* SUPPLIED DATA:
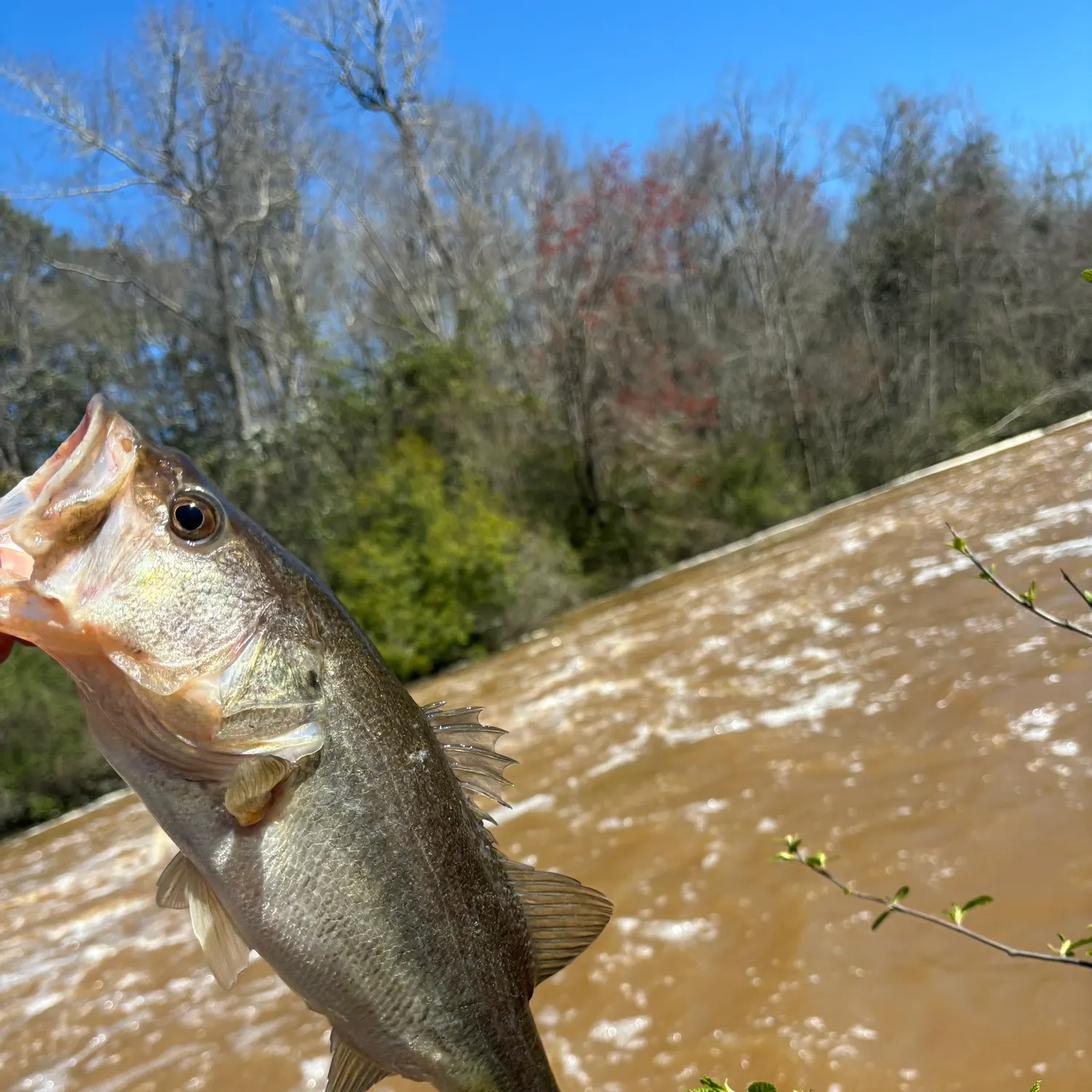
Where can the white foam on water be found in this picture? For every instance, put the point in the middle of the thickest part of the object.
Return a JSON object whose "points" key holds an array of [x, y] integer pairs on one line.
{"points": [[622, 1035], [815, 707], [541, 802]]}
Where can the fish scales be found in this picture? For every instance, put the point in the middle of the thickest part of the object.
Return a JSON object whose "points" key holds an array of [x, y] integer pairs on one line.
{"points": [[320, 820]]}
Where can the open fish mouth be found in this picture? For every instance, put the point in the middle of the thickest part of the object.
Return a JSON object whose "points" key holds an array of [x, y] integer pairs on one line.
{"points": [[63, 499]]}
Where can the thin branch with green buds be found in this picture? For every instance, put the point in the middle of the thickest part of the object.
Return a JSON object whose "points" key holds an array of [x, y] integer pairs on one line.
{"points": [[952, 920], [1026, 600]]}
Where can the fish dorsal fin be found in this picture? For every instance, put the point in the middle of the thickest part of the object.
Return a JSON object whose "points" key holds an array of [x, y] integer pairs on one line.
{"points": [[350, 1069], [182, 886], [470, 747], [563, 915]]}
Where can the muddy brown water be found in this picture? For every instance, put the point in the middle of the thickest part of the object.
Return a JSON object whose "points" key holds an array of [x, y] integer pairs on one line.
{"points": [[846, 679]]}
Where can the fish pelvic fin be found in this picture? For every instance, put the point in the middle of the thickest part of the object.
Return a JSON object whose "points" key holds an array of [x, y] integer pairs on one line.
{"points": [[471, 750], [350, 1069], [180, 886], [563, 915]]}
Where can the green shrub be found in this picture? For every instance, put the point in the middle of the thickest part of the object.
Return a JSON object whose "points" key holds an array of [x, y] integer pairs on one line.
{"points": [[47, 760], [430, 566]]}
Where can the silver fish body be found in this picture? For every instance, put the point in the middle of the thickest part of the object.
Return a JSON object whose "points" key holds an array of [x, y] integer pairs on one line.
{"points": [[357, 864]]}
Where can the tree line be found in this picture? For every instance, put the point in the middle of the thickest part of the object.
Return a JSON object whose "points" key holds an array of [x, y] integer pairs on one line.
{"points": [[472, 376]]}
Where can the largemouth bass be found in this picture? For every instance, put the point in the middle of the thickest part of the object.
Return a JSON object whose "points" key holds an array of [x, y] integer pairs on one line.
{"points": [[324, 819]]}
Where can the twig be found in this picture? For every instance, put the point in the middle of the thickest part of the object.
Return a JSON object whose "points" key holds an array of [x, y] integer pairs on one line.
{"points": [[1026, 600], [817, 864], [1085, 596]]}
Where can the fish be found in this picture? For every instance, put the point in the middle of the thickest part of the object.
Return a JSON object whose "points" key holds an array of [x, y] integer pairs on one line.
{"points": [[322, 818]]}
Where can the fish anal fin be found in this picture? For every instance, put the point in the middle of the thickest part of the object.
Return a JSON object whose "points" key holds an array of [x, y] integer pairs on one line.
{"points": [[250, 791], [171, 887], [563, 915], [180, 886], [470, 748], [350, 1069]]}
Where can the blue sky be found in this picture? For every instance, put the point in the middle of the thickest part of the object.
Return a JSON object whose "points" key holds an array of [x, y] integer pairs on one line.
{"points": [[613, 70]]}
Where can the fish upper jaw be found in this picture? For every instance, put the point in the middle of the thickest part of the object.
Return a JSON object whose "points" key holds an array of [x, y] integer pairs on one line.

* WHAT TO WORK ON:
Copy, word for word, the part of the entries that opens with the line containing "Where can the fish be" and runs through the last line of the entries, both ends included.

* THE COMPLETED TASK:
Where can the fish be found in this picture? For every instance, put the point in the middle of the thickest part of the object.
Return a JSON object whose "points" key holds an array of [x, y] integer pairs on one line.
{"points": [[322, 818]]}
Where can the fish anal fin be found in this picture? For every instance, put the point in the middle of the thickest part of the object.
Return a JSON object whose "points" key holds an array of [x, y] integer pairs on one line.
{"points": [[250, 791], [171, 887], [563, 915], [180, 886], [470, 748], [350, 1069]]}
Where can the blue sky be found in this picture? For every instance, put the point in the middle of the thickest part of the object.
Return a JSON object whose "points" key holds an array of [x, y] integer pairs on one line.
{"points": [[613, 70]]}
Where can the fish upper jaw be found in this picture? For every instance, put the point in the middle of the thickest part of the object.
Return a JSON object whose "points" key holds an array of [x, y] integer pairs on one line.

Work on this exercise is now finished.